SET TASK:
Reproduce everything from the start of the entries down to and including the line containing "top-left (0, 164), bottom-right (383, 275)", keeping the requests unchanged and leaving out the pictures. Multiply every coordinate in the answers by 1.2, rounding each result to a whole number with halves rounded up.

ROWS:
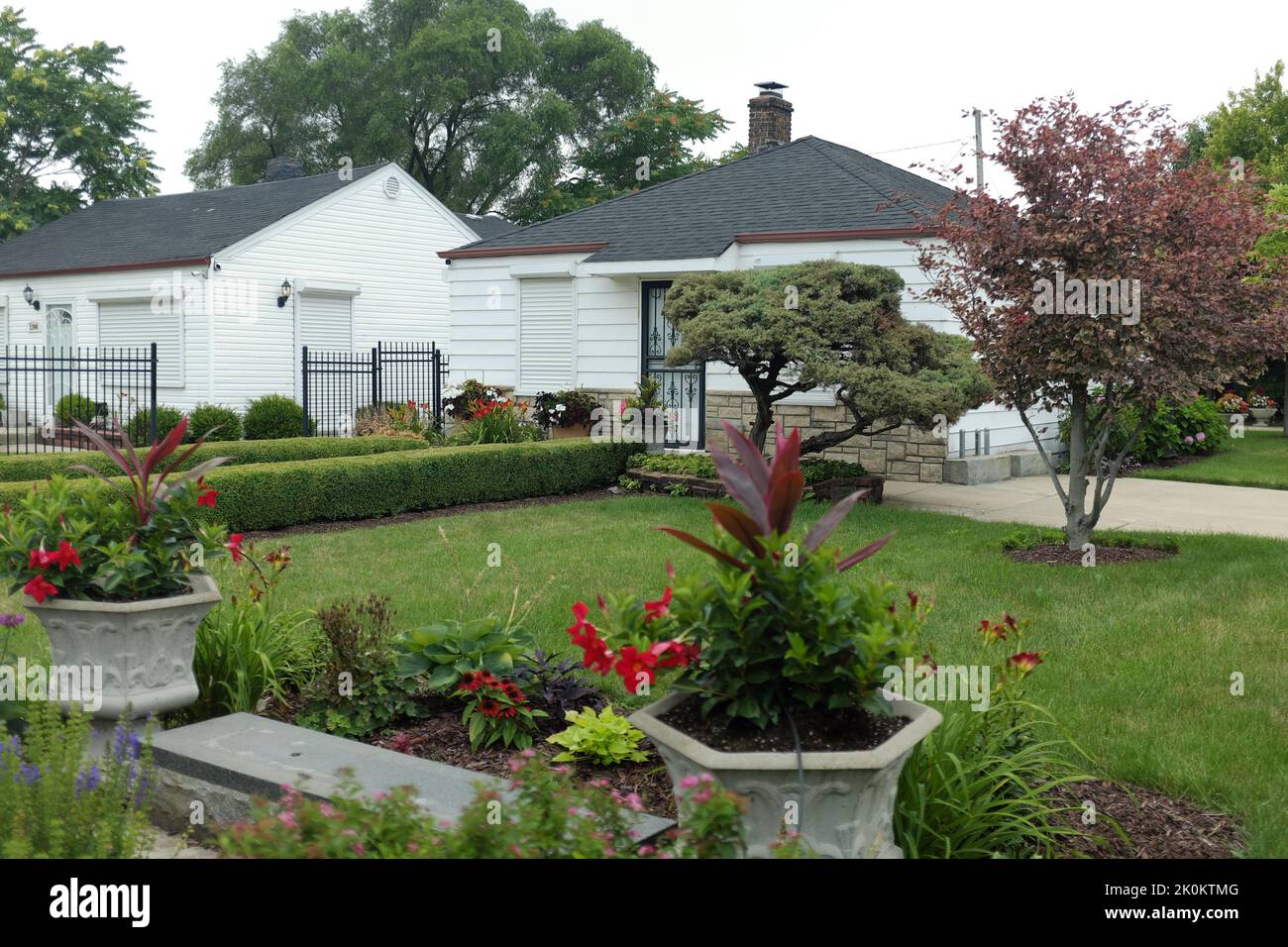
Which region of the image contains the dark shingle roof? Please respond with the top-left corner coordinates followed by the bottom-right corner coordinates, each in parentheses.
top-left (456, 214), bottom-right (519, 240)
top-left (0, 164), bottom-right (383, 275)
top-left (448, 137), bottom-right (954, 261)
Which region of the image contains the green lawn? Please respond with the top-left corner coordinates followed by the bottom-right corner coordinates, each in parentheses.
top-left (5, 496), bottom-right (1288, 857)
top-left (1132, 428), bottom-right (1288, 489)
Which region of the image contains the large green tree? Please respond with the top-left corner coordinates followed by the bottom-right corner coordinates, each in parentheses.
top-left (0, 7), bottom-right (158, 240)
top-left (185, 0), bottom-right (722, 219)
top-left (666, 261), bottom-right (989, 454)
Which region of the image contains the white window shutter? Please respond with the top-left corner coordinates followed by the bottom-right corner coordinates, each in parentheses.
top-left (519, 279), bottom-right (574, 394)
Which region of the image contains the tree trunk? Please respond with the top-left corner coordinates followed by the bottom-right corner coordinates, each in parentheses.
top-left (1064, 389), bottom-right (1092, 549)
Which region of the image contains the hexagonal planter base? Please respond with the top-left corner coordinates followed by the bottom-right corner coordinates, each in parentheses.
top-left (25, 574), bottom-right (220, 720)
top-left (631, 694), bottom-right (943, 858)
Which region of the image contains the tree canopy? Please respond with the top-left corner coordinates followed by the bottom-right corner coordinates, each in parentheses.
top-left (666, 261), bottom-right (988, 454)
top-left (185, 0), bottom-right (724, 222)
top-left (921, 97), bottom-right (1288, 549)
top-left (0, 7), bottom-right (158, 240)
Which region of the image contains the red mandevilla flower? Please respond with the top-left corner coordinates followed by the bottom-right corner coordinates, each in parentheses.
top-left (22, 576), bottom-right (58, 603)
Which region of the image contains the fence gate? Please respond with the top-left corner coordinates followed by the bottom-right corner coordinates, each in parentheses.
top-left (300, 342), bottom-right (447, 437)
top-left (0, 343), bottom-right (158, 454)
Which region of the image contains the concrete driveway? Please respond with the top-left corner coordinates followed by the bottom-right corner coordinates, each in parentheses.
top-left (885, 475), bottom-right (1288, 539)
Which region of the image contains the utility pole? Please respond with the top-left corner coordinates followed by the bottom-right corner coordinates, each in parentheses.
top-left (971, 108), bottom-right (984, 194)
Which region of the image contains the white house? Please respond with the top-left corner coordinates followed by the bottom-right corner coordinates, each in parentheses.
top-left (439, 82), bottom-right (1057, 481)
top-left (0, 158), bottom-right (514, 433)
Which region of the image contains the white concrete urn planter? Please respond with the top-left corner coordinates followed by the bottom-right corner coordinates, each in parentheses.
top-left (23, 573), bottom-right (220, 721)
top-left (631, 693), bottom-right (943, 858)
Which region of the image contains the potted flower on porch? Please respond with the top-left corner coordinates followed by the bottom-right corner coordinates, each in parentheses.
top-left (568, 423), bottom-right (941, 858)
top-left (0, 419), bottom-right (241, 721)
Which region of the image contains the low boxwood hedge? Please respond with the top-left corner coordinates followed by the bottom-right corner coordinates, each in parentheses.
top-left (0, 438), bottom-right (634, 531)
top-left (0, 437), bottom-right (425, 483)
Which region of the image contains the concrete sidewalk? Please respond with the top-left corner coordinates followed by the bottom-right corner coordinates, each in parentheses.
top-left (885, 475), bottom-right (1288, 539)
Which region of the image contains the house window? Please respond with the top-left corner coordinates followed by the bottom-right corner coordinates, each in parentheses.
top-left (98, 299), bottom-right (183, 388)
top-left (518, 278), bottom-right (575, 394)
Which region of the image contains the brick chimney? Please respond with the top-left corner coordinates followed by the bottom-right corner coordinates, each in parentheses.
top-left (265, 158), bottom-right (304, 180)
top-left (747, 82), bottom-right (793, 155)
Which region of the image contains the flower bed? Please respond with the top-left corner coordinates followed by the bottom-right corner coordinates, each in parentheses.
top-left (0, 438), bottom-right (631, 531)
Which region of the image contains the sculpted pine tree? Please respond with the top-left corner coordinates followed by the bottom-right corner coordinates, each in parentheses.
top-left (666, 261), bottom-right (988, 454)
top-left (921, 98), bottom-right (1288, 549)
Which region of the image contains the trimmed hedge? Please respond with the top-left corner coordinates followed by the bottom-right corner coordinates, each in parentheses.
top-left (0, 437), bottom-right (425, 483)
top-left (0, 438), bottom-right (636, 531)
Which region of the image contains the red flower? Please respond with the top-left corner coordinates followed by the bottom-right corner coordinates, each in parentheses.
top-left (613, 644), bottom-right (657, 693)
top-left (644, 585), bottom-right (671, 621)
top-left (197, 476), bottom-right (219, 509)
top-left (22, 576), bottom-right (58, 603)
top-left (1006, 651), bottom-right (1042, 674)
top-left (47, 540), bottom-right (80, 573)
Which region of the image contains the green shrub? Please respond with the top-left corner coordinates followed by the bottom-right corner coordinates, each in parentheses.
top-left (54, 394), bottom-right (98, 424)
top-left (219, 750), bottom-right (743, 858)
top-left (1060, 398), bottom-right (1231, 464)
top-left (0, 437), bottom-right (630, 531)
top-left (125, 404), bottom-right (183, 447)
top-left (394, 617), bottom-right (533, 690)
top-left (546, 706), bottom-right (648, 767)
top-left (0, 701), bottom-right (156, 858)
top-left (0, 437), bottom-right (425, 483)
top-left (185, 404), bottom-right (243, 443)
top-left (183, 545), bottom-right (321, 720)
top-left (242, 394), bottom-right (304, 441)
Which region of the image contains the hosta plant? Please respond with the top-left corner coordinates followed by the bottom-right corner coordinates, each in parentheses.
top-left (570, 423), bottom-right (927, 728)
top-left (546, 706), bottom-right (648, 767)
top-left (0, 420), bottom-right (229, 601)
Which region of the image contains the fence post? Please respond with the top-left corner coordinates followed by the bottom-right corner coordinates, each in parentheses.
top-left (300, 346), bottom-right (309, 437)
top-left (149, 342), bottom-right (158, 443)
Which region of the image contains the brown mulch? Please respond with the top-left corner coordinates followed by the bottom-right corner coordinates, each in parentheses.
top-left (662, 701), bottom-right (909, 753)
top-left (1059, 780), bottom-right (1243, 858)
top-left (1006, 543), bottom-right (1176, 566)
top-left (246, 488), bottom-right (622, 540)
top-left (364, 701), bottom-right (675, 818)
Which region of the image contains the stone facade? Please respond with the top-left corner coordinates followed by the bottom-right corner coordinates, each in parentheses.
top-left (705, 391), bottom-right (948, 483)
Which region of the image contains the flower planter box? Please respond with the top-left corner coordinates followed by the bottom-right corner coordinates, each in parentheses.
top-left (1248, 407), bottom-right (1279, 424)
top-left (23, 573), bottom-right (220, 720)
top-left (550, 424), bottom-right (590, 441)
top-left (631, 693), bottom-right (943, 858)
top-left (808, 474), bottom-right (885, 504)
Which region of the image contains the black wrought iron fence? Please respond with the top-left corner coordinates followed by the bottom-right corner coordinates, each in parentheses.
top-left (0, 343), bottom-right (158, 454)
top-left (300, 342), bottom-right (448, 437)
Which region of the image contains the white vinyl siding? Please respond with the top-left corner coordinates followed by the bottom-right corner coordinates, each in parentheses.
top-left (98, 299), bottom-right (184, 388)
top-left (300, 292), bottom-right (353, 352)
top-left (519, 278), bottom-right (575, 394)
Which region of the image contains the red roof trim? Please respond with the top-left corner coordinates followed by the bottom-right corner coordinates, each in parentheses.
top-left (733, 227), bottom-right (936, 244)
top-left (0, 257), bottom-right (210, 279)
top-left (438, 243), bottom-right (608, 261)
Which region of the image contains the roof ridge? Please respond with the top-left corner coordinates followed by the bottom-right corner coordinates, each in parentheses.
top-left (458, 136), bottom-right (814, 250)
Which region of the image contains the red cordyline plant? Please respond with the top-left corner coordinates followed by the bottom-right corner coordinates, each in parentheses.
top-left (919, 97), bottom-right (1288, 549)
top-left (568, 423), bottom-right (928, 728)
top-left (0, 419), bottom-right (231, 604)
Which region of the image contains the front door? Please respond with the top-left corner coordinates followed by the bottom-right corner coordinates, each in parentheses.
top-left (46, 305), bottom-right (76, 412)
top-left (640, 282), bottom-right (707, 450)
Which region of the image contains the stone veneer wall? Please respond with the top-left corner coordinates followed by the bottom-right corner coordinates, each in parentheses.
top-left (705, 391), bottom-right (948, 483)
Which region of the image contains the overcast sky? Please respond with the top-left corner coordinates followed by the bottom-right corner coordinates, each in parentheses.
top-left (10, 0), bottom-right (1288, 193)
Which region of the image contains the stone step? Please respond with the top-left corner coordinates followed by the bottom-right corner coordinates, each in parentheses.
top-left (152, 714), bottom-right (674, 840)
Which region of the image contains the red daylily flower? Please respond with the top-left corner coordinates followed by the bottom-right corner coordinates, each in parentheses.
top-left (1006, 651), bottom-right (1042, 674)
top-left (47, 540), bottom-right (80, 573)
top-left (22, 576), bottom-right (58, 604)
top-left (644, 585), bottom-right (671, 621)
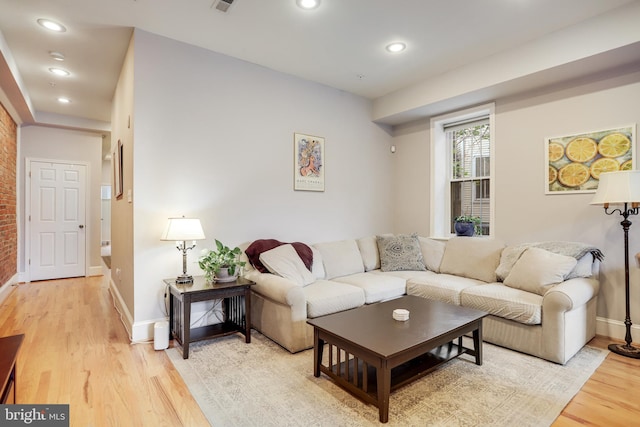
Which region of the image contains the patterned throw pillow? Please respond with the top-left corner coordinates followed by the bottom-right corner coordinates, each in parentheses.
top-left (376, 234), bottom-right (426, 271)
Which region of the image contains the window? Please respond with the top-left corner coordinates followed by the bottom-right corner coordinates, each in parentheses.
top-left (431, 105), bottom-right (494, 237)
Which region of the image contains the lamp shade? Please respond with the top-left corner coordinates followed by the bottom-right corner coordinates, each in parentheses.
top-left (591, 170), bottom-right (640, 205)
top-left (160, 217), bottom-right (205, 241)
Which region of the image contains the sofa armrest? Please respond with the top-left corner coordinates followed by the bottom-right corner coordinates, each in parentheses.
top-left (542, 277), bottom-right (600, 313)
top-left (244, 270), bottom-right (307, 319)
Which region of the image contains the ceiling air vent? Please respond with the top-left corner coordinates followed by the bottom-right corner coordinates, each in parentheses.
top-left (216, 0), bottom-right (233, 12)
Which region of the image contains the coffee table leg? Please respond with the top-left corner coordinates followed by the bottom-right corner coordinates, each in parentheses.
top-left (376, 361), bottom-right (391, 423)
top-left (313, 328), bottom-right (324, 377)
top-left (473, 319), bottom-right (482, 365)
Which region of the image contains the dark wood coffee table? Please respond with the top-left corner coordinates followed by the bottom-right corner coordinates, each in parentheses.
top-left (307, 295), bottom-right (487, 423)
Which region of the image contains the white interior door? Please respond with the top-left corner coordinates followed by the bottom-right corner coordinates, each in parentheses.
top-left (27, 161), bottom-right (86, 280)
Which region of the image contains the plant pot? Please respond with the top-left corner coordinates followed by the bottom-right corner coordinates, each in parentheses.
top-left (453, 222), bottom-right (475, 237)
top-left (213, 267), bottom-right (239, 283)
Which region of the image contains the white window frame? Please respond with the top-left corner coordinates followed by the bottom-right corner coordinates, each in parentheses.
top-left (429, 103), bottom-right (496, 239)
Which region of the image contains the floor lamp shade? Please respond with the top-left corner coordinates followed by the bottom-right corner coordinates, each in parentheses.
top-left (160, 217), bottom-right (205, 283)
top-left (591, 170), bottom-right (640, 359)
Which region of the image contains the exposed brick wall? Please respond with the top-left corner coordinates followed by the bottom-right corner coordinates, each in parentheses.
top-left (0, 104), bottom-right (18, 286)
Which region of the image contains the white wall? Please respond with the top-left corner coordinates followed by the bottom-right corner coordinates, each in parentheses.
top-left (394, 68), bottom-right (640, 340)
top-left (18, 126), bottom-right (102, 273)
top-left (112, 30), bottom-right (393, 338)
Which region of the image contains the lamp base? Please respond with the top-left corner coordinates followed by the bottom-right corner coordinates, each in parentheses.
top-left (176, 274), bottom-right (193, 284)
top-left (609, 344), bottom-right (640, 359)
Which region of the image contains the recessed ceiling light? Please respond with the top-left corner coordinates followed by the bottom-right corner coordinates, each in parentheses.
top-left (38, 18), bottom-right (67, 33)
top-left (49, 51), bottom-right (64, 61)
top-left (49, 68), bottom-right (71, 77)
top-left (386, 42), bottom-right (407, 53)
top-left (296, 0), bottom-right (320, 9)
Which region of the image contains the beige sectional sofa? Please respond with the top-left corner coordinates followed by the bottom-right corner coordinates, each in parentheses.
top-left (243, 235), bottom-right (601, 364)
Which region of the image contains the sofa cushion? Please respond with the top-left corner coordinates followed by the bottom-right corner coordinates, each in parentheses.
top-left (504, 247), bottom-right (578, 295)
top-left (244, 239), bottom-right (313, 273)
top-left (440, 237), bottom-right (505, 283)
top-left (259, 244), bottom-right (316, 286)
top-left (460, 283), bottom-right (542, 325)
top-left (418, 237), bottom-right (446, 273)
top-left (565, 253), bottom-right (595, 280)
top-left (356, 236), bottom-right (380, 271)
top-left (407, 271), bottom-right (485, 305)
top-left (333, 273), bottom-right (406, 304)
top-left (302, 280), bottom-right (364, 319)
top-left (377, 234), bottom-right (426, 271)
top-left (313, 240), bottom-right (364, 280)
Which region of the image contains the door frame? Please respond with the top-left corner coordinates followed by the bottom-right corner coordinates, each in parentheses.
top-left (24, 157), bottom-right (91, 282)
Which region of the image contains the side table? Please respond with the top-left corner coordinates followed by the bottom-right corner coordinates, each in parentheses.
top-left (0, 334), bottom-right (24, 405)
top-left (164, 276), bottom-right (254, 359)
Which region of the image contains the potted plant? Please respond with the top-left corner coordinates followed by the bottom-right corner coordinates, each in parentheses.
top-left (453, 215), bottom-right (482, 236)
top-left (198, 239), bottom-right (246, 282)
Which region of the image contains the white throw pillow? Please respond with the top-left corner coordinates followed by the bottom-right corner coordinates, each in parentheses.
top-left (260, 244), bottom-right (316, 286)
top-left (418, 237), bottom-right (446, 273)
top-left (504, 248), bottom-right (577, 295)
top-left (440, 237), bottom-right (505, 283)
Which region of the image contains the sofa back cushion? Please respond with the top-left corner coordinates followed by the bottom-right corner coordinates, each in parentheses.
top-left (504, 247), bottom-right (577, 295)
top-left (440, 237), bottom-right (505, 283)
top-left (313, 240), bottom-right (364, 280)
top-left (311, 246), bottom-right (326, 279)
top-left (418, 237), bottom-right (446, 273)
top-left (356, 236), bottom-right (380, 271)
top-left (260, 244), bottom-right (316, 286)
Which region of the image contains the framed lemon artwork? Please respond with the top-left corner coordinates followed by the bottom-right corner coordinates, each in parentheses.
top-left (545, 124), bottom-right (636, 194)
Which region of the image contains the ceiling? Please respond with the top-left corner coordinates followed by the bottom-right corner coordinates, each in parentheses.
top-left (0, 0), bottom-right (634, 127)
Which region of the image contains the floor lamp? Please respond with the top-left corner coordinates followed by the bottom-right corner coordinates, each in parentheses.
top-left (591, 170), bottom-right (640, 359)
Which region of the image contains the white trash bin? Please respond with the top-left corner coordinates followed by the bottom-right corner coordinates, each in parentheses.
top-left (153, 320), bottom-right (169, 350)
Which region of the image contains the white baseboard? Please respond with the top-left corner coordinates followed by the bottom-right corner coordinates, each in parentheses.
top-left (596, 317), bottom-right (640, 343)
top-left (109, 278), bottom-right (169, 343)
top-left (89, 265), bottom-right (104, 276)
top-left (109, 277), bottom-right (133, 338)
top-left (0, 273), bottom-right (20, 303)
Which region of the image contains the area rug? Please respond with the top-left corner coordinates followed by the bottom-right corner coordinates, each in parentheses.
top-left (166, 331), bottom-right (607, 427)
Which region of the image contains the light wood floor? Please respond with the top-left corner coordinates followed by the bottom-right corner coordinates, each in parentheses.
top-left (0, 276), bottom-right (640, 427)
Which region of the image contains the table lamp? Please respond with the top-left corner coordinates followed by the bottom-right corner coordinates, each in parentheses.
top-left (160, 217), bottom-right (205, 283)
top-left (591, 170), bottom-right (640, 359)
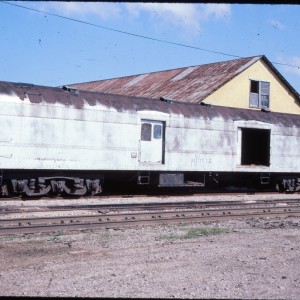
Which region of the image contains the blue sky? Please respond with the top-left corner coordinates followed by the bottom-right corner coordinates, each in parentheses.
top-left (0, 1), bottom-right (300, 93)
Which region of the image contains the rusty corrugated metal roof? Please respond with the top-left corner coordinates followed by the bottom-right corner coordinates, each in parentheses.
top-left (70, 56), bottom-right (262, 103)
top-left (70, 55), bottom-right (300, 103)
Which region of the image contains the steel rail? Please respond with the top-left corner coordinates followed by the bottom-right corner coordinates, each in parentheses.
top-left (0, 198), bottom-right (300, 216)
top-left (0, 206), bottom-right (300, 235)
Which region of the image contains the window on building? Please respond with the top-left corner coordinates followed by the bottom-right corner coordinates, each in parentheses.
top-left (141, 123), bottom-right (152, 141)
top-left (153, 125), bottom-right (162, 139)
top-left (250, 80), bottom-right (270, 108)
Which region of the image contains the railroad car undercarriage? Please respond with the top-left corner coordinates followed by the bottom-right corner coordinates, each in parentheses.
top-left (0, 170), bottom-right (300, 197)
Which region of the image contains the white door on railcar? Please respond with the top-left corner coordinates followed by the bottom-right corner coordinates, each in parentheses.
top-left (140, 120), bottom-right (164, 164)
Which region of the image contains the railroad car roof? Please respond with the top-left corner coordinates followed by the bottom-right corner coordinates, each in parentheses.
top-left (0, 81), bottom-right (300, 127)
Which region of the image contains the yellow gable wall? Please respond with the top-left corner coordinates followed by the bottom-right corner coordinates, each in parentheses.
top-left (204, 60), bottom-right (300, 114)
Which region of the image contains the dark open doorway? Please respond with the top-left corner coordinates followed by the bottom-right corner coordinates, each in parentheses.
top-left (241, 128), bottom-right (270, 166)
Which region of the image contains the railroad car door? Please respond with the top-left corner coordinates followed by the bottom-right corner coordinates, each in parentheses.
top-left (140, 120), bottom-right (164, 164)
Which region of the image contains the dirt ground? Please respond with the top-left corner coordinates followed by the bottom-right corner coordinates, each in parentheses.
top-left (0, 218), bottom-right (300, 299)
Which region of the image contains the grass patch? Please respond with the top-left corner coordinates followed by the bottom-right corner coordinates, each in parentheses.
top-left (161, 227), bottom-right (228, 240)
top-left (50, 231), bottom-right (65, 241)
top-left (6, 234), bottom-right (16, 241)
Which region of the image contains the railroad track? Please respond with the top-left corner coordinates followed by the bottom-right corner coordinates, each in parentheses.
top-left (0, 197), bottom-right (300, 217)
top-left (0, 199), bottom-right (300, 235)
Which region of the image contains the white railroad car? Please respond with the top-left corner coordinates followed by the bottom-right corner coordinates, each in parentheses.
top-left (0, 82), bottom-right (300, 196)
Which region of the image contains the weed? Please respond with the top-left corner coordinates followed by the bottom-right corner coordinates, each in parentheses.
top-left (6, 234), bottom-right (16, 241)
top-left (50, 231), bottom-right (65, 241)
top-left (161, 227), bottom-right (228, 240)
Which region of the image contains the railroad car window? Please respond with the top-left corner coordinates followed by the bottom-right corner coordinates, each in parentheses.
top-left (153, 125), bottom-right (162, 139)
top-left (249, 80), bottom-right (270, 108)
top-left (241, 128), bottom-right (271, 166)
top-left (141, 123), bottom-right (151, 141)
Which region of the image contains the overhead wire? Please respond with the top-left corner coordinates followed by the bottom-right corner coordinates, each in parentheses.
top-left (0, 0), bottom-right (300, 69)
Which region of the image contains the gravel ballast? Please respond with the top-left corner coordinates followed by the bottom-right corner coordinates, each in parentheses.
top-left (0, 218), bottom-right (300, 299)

REPLY:
Which region of the image contains the dark shingle roof? Please respond with the top-left corner coordinates followed by the bottom-right corner coordinates, each in parentheses.
top-left (547, 257), bottom-right (623, 288)
top-left (0, 197), bottom-right (460, 330)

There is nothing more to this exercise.